Отрывок:
________________________

Семья, разоренная войной
Жили мы тогда в деревне Ново-Абышево Тогучинского района Новосибирской области. Родители работали в колхозе имени Седова. Отец пас скот, а мы с братом помогали ему. Кроме того, как и все деревенские ребятишки, трудился на сенокосе копновозом, а на жатве управлял лобогрейкой, то есть жаткой с двумя сидениями; я на левом правил парой лошадей, а тятя, сидя справа, на ходу сваливал кучки скошенной пшеницы; за нами шли вязальщицы снопов.
Начало войны мне запомнилось проводами в Тогучинский райвоенкомат наших деревенских мужиков и парней. Забирали не всех подряд. Отец из-за пожилого возраста был взят в трудовую армию, работал в совхозе «Центральный» у станции Курундус, где в мастерских изготавливали для армии сани и телеги.
В то первое военное лето мы, ребятишки, занимались прополкой пшеницы на колхозных полях. Работали за трудодни. При сильной засоренности (это сплошной осот) за один гектар платили один трудодень, при слабой – 0,5 трудодня; мы с сестрой, чтобы помочь маме, выбирали поля с сильной засоренностью…
Денег в семье практически не водилось; за трудодни, после того, как колхоз рассчитывался зерном с государством, также выдавали зерно – когда 400 г на трудодень, а бывало, что и по 80 граммов… А налоги нужно было вносить деньгами. Чтобы как-то выйти из положения, отец, приехав домой на побывку, забил яловую корову и продал мясо в Новосибирске. Налог мы заплатили, но отца арестовали за спекуляцию мясом и осудили на 8 лет с конфискацией имущества. Срок он отбывал в Искитимском лагере Новосибирской области. Там и умер летом 1943 года. Много позднее я прочитал в журнале «Новый мир» воспоминания жены Н. Бухарина об этом лагере — его боялись даже заключенные Магаданской пересыльной тюрьмы; выжить удавалось единицам, остальных губили лагерный садизм и известковые работы…
Брат Евсей служил в Старом Осколе Курской области. В начале войны мы получили от него известие, что, мол, на тракторе подвожу к самолетам «гостинцы» фрицам. В декабре 1941-го к нам домой пришли сотрудники НКВД и сказали, что Евсей был осужден по приговору военного трибунала, потому они опишут и изымут часть имущества семьи. В чем была вина брата – не знаю, но много позднее мама, Харитина Осиповна Карпова, с 1974 года стала получать пенсию за погибшего сына.

________________________

Исходные данные:
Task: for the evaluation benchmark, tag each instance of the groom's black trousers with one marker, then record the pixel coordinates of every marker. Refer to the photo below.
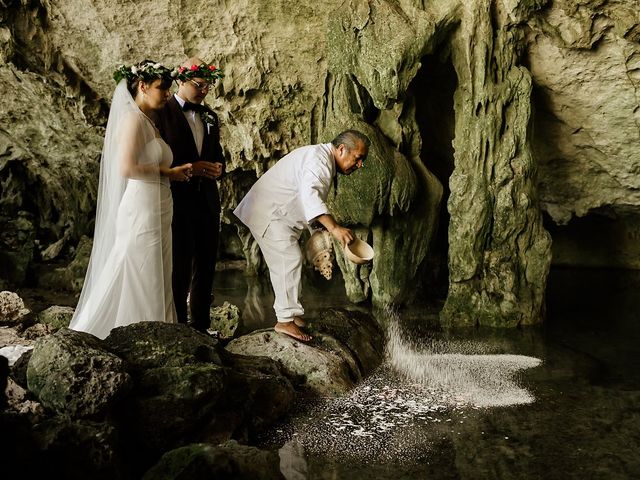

________________________

Задание:
Ответьте на вопросы по отрывку о семье в годы войны:
1. В каком колхозе работали родители?
2. Что делали для армии в мастерских совхоза «Центральный»?
3. С какого года мать стала получать пенсию за погибшего сына?

Ответ:
1. В колхозе имени Седова.
2. Сани и телеги.
3. С 1974 года.